**Goal of the exercise**
Set the records down again in full, with every word kept.

**Data for this task**
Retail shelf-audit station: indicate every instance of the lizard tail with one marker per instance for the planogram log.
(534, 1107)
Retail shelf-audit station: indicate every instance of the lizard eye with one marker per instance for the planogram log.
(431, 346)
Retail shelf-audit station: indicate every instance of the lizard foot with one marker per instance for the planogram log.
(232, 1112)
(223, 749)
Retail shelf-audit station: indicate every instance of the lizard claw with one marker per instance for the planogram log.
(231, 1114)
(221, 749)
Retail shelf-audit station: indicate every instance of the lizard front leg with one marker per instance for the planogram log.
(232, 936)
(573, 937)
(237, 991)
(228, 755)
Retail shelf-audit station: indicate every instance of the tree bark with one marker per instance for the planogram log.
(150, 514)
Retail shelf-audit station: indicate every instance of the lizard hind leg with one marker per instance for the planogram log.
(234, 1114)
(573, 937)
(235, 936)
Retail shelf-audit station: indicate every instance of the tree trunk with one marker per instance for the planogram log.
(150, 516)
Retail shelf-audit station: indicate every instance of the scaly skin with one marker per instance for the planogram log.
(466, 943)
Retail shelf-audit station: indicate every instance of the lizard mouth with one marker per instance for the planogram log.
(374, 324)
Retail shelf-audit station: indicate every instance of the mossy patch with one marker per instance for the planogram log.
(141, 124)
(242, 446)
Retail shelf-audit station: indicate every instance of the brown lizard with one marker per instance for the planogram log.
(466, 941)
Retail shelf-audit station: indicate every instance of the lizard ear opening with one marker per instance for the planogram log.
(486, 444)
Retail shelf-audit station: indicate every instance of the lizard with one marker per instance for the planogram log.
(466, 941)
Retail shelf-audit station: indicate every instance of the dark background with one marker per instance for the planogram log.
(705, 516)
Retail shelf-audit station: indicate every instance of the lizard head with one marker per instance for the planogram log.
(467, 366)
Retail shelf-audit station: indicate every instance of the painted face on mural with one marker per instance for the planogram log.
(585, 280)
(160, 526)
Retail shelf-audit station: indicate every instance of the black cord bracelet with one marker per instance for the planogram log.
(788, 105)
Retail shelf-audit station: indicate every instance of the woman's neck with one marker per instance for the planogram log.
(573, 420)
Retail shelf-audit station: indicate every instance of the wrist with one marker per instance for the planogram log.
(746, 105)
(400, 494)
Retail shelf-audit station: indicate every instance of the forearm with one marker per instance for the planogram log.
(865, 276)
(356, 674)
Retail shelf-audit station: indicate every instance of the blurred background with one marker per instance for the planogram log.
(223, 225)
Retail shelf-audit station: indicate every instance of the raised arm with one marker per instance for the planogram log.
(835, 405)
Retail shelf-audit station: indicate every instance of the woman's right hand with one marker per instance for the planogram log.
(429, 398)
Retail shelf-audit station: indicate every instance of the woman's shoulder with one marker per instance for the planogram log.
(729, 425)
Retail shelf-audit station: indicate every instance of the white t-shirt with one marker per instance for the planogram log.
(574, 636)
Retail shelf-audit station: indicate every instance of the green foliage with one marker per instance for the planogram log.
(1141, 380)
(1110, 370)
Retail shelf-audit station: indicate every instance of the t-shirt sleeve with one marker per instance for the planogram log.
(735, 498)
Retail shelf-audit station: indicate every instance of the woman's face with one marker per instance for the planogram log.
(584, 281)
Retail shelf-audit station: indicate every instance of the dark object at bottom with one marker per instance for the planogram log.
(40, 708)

**Answer for the task**
Retail shelf-audit station: indicate every instance of the lizard tail with one marker per instance for the planogram log.
(534, 1107)
Retail shelf-audit station: indicate every instance of the lizard eye with one marker per instance for the planogram log.
(431, 346)
Retail shelf-audit station: indicate every instance of the lizard foot with one marker per instance for the planogram log.
(232, 1112)
(223, 749)
Retail shelf-audit station: indicate every instance of the lizard claw with one marker per instance for the planogram log.
(231, 1114)
(221, 749)
Retail shelf-audit station: indicate every instance of the lizard front leg with one marker per instance for the planogram log.
(232, 936)
(573, 937)
(237, 991)
(228, 755)
Retail shelf-audit station: indicate every instance of the tree bark with one marker per instance for the planogram log.
(150, 514)
Retail shelf-audit station: indicate every instance of the lizard hind leg with one marker per instance for the planogram log.
(234, 1114)
(573, 937)
(235, 936)
Retail shelf-audit station: indicate every instance of the tree trunk with one marker per instance for the planogram log.
(150, 516)
Retail shelf-audit station: indicate every instance of the scaly skin with one marker per instance for the planogram log.
(466, 943)
Retail shelf-audit station: indicate every instance of the lizard mouth with one marker per instance for the planogram log.
(374, 324)
Retail shelf-audit station: indicate every instance of the mossy patch with one marker per instance for the planogram log.
(141, 124)
(242, 446)
Retail shelf-audit station: indicate every instance of the brown lizard with one marker per instance for the planogram log.
(466, 941)
Retail shelf-audit station: indicate every instance of the lizard ear opening with one marker per instance for the planogram log.
(486, 444)
Retail shelf-audit station: indicate every instance of the lizard with one marker per instance for the planogram log.
(466, 941)
Retail shelf-audit station: indicate every instance of the dark background with one marker per instance for the planogram log.
(705, 516)
Retail shelf-audit station: indicate every instance of the lizard head with one marker per instance for the planogram log.
(467, 366)
Retail shelf-audit station: indicate every instance of the painted face on mural with one marker per instance for the planogram log.
(585, 280)
(160, 526)
Retail shelf-audit station: indicate every instance of the black cord bracelet with one marker per instance for the planogram log.
(788, 105)
Retail shelf-audit station: indicate every instance of the woman's neck with one marker per instance for the planogram log.
(573, 420)
Retail shelf-audit station: indicate every instance of the wrist with one marker per instance for the planogram log.
(746, 105)
(400, 494)
Retail shelf-audit station: indicate every instance of the forearm with one marker per instance for the planogram log.
(865, 276)
(356, 674)
Retail shelf-audit station: indicate every instance of the blurred background with one marker per instance for the planogram log.
(223, 225)
Retail shelf-audit station: indicate every instance of the raised arm with one marker per instance for the planogram log.
(835, 405)
Retail shelf-audit station: indicate every instance of the woman's right hand with one marker per instance for the planogram log.
(429, 398)
Retail shelf-audit station: indicate every instance of the woman's shoulder with one marker per instance for the planogram log.
(729, 425)
Retail shelf-audit station: indicate every instance of the white t-shirt with one marker per instance for the planogram log.
(574, 636)
Retail shelf-audit station: indicate every instance of the green foliage with one marker per instance for the planogram log.
(1141, 380)
(1110, 370)
Retail shelf-audit station: indicate every instance of the t-shirt sleeve with one marker per instance for the planogram log.
(735, 498)
Retail shelf-audit station: indicate every instance of the woman's face with one marker per instance for the planogram log.
(584, 281)
Retail shelf-audit station: indicate every instance of the dark object at bottom with one marker per instance for the planogram log.
(40, 708)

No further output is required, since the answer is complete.